▸ **Tarea a**:
Organiza como una lista JSON de cadenas, una por cada línea y sin las líneas en blanco, todo lo que va desde el comienzo de las entradas hasta la línea que contiene "point(175, 172)", con ambos extremos incluidos.

18.8.09

Este artículo sirve como complemento o añadido a unas observaciones que hice en una mesa a la que asistí como ponente, y en la cual se discutía sobre el "estado de la literatura actual," algo así como un diagnóstico para el siglo XXI, siglo del cual emanan tantas posibilidades de inscribirse en la atmósfera de la información, que difícilmente podemos detectar con la misma claridad del pasado, lo que está ocurriendo en el presente, ahí donde sólo somos una manada de animalillos pasmados que ve correr el tiempo, y quienes queremos escribir como oficio no hacemos más que maravillarnos por las cada vez mayores posibilidades de producir nuestros trabajos, aunada a las cada vez mayores posibilidades de que NADIE LEA ABSOLUTAMENTE NADA DE LO QUE ESCRIBES.
Chila paradoja.
Digo, ¿cuántas horas, días, semanas, meses, se necesitan para estar "al tanto" de lo que escribimos quienes escribimos, de opinar sobre lo que uno y otro hace?
¿Cuántas reseñas de libros no son más que apresuradas reflexiones hechas en torno a un documento que se mal leyó uno o dos días antes del deadline?
¿Y qué pasa con nuestra formación literaria, ahí donde se sugiere, por lo menos, un acercamiento sensible a las letras del pasado, donde se aglutinan los clásicos con los clásicos contemporáneos con las oscuridades para exquisitos con los mamotretos voluminosos?
Cualquiera que diga que está ocupando parte de su semana laboral en rumiar en torno a lo que escriben nuestros contemporáneos está blofeando tremendamente. O tiene demasiado tiempo libre, quizá sea paralítico, hijo de aristócratas excéntricos que viven en Las Bahamas, y con un buen fideicomiso como para dedicarse a perder el bendito y bellísimo tiempo.
Porque no se trata sólo de "saber" lo que uno u otro escritor escriben. Hay que reflexionar, darle tiempo de cocimiento a lo que se leyó, ponderar el rendimiento, criticar desde la distancia, pensar lento, no pensar rápido.

▸ **Entradas extraídas**:
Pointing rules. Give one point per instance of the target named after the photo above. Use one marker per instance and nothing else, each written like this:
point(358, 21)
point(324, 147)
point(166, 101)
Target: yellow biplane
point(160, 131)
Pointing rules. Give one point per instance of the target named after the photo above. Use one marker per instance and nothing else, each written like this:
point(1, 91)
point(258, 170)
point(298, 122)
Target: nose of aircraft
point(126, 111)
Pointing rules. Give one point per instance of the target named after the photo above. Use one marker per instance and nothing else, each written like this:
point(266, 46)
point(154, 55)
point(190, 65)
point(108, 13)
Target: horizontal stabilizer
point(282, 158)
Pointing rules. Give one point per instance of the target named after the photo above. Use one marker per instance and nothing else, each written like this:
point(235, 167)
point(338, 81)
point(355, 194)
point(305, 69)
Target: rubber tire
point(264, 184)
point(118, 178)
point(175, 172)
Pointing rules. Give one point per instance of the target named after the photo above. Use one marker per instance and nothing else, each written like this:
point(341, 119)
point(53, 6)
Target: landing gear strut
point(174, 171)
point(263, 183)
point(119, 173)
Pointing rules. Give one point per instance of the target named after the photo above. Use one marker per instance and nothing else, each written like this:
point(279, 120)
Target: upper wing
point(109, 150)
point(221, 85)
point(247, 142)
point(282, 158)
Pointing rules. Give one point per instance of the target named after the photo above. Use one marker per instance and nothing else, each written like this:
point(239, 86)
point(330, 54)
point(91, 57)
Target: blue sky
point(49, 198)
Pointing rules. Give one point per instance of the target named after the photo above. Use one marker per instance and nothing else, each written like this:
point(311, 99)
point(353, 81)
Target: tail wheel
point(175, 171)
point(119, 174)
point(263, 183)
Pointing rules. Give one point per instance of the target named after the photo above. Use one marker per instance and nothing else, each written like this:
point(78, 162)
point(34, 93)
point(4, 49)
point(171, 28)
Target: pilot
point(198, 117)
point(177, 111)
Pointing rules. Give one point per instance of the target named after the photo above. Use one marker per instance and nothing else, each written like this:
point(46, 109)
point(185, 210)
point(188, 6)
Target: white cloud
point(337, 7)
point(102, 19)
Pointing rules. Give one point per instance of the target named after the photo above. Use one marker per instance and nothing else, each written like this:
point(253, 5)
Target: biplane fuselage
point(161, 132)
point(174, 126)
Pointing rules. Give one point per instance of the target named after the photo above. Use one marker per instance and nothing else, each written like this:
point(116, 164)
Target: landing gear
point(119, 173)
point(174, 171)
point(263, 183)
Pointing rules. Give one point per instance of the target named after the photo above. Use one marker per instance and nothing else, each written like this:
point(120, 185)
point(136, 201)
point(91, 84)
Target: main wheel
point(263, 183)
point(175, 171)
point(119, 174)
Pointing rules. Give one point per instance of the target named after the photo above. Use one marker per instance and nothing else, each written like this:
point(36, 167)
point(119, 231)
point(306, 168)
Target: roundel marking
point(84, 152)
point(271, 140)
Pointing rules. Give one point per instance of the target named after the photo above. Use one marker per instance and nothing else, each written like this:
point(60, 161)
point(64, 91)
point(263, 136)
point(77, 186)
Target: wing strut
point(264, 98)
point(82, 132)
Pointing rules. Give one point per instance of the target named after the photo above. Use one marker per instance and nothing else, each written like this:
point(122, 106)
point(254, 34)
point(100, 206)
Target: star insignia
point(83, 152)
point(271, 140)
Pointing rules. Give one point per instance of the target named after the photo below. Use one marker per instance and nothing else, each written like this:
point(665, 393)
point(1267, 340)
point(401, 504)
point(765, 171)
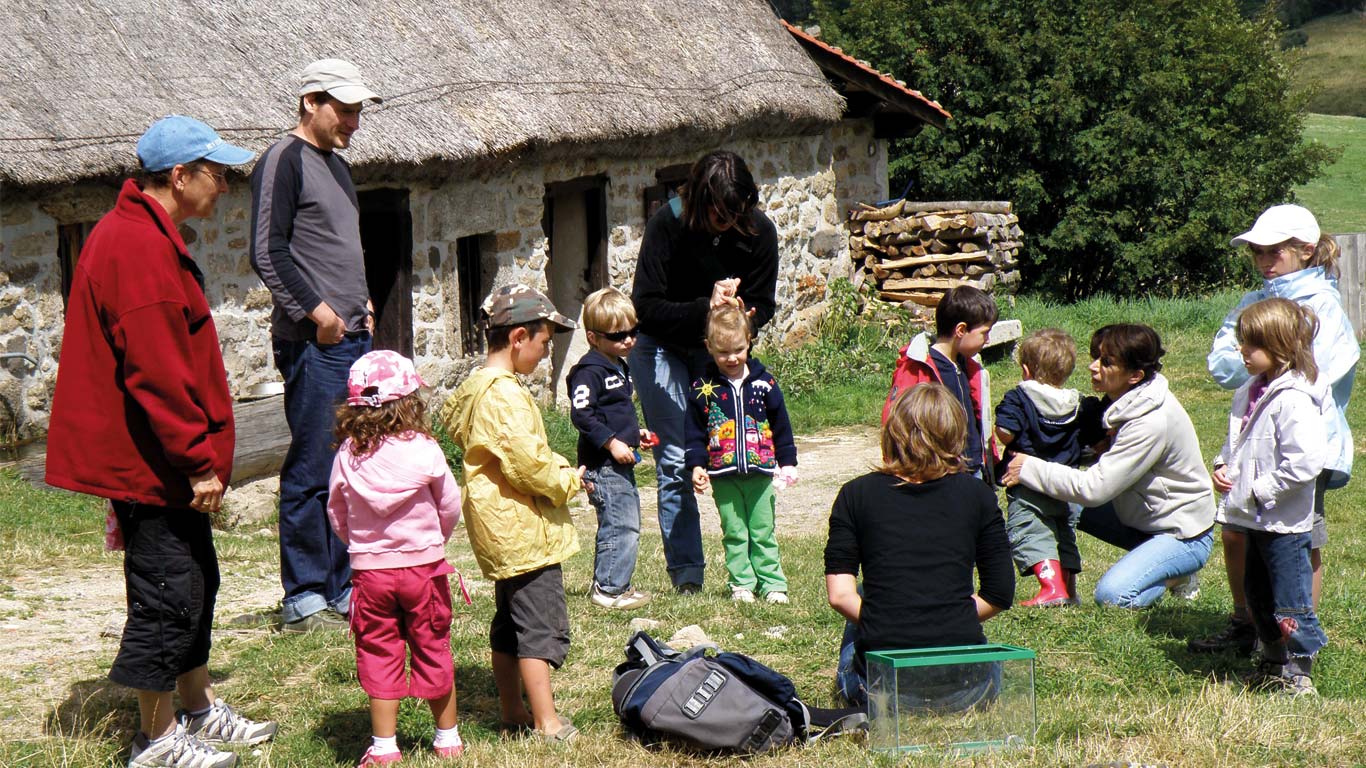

▸ **Tarea b**:
Retoma el texto sobre el estado de la literatura actual y continúalo a partir de su última oración.

▸ **Respuesta escrita a**:
[
  "Pointing rules. Give one point per instance of the target named after the photo above. Use one marker per instance and nothing else, each written like this:",
  "point(358, 21)",
  "point(324, 147)",
  "point(166, 101)",
  "Target: yellow biplane",
  "point(160, 131)",
  "Pointing rules. Give one point per instance of the target named after the photo above. Use one marker per instance and nothing else, each written like this:",
  "point(1, 91)",
  "point(258, 170)",
  "point(298, 122)",
  "Target: nose of aircraft",
  "point(126, 111)",
  "Pointing rules. Give one point per instance of the target named after the photo above. Use one marker per instance and nothing else, each written like this:",
  "point(266, 46)",
  "point(154, 55)",
  "point(190, 65)",
  "point(108, 13)",
  "Target: horizontal stabilizer",
  "point(282, 158)",
  "Pointing rules. Give one point per instance of the target named after the photo above. Use one marker per instance and nothing else, each written like this:",
  "point(235, 167)",
  "point(338, 81)",
  "point(355, 194)",
  "point(305, 69)",
  "Target: rubber tire",
  "point(264, 184)",
  "point(118, 178)",
  "point(175, 172)"
]

▸ **Respuesta escrita b**:
Y en el mejor de los casos, esa persona podrá darse cuenta que sí, efectivamente, hay una multitud de escritores buenos. Exponencialmente, incluso, hay más libros buenos que los que había en el pasado. Por cada obra culminante del siglo XX, se le unen ochenta en cada año que ha pasado en los últimos cinco, diez años. No tienen la contundencia que tuvieron esas obras del pasado reciente, pero igual, su factura, sus cualidades, creo, son mejores.
Esto es, y quizá sea demasiado atrevido, los que escriben a la Bukowski probablemente escriban mejor que Bukowski, por citar un ejemplo.
(OK, quizá no se aplique a obras como las de Borges, pero creo que me entienden. Y aun así, me atrevo a pensar que los escritores borgianos escriben una literatura mucho más sofisticada que las de su padre)
Y pues bueno...en ese esquema, ¿qué es lo que sucede cuando, aunado al enorme pero repentino ruido que hacen las novedades literarias de nuestro tiempo, tenemos una experiencia cada vez más empobrecida de lectura?
He aquí el artículo:

latimes.com
BOOKS & IDEAS
El arte perdido de la lectura
Esa implacable cacofonía que es la vida en el siglo XXI puede hacer que sentarse a leer un libro sea difícil, incluso para lectores asiduos, así como aquellos que son pagados para hacerlo.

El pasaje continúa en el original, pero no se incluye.